* _Görev_: Alıntı metindeki "Varlıkları ile, tezahürleri ile bütün madde dünyası ilmin konusudur." cümlesi İngilizceye nasıl çevrilir?

* _Alıntı metin_:
□ □ □ □
Bu uzunca girişten sonra, transhümanist ve singülariteryen yaklaşımların insanı elektrik sinyaleri, biokimyasal etkileşimler, nöronlar ve sinapslar çerçevesinde ele alan materyalist yaklaşımlarına karşın Ahmet Arvasi’nin insanla ilgili materyalist yaklaşımlara itirazına ve insanı manevî boyutuyla nasıl ele aldığına bakalım:
“İlmî (biz bu ifadeyi günümüz açısından, “bilimsel ve teknolojik” olarak da düşünebiliriz) çabalar üç boyuta sığan ve üç boyutun kapsamına giren somut unsurlar ve bu unsurların ilişkilerine bağlı veriler üzerinde çalışarak, bu unsurları ve ilişkileri önce parçalayarak, sonra birleştirerek gerçeği bulma peşindedir.
Varlıkları ile, tezahürleri ile bütün madde dünyası ilmin konusudur. İlim bütün madenî oluş ve görünüşleri, bitkisel varlıkları ve görünüşlerini, hayvanî varlıkları ve görünüşlerinin topunu, konusu içinde kabul eder. Her nedense ilim (bilim) insanın bütün tezahürlerini birden kendine konu edinememiş durumdadır. İnsanî bilgilerin topunu ihata edememiş (kapsayamamış) veya onları eşyanın verilerine uygun olarak yorumlamaya çalışmıştır. Eşyanın verilerine uymayan insanî tezahürleri (dışavurumları) alanı dışında bırakmış, “Bu benim konum değil, onunla ben uğraşamam!” demektedir. Bütün görünüşleri ile madenler, bitkiler ve hayvanlar dünyasını ele alan ilim, insanı ve yansımalarını topyekün kuşatamayacağını beyan etmekte ne dereceye kadar haklı ve mazurdur?
□ □ □ □
* _Veri kesiti_:
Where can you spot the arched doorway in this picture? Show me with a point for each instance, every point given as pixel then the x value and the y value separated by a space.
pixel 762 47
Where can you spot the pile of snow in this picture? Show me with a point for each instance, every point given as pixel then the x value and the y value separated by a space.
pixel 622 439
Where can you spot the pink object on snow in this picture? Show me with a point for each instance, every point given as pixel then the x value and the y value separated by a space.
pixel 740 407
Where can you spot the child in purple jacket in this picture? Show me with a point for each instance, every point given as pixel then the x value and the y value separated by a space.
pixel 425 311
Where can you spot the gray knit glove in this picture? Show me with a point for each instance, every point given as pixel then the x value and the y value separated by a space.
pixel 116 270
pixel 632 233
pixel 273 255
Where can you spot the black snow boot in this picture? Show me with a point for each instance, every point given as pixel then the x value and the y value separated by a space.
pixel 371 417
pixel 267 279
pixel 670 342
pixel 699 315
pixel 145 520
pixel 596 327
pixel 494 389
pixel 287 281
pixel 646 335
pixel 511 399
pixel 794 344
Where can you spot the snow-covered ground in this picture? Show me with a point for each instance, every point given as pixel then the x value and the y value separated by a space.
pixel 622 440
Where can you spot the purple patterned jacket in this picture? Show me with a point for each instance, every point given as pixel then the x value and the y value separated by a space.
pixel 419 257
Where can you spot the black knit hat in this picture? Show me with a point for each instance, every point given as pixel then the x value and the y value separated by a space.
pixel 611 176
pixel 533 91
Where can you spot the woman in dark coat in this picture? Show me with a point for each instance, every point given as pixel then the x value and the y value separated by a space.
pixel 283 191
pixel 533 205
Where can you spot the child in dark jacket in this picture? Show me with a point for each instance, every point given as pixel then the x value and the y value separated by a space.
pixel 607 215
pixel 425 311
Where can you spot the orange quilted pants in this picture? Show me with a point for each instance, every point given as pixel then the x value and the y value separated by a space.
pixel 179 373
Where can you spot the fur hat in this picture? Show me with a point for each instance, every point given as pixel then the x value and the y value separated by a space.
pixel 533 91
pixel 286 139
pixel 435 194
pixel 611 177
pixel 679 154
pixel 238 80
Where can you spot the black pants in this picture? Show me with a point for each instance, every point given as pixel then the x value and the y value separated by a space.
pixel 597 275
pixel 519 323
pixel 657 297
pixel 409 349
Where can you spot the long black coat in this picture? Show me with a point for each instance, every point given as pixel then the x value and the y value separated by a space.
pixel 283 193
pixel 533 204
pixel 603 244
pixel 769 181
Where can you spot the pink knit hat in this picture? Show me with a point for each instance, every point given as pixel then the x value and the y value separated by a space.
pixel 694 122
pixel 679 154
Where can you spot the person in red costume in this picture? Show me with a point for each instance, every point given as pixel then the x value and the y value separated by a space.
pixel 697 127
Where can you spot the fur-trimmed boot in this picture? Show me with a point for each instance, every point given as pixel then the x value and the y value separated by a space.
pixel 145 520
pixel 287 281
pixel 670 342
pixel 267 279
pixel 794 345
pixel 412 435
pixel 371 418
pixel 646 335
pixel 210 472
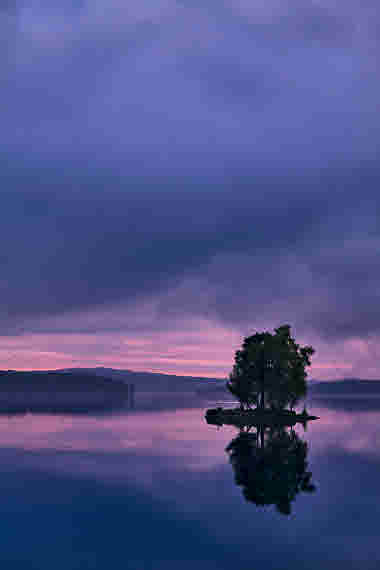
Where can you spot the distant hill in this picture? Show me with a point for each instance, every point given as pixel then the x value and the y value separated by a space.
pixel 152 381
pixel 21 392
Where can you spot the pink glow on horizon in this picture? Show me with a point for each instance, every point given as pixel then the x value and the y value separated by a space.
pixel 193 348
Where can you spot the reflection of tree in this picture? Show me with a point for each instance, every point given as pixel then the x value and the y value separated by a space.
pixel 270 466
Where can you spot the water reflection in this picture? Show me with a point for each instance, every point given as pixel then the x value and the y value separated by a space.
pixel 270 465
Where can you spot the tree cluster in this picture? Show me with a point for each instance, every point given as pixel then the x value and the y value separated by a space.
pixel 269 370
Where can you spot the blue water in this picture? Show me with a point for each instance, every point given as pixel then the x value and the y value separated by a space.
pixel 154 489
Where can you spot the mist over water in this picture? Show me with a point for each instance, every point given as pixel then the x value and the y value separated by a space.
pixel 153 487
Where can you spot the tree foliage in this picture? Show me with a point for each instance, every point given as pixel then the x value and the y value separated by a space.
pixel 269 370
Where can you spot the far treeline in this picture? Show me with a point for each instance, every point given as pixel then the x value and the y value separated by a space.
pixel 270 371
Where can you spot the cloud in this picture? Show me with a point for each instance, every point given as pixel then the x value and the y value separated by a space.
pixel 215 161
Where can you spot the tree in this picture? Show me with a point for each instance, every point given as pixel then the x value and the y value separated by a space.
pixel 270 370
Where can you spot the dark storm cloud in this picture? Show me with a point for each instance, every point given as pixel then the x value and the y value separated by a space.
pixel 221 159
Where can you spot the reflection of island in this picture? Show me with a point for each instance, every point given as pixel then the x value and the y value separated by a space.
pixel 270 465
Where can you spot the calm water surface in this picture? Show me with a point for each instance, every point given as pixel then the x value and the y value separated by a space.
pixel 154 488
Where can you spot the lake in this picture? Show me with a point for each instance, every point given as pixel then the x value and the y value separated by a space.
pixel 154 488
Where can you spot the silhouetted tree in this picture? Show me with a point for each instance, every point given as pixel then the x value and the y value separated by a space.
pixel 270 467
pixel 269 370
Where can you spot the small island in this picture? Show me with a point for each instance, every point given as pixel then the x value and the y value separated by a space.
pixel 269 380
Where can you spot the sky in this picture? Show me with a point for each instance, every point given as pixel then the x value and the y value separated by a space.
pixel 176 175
□ □ □ □
* _Tam cevap_: The entire material world, with its beings and its manifestations, is the subject of science.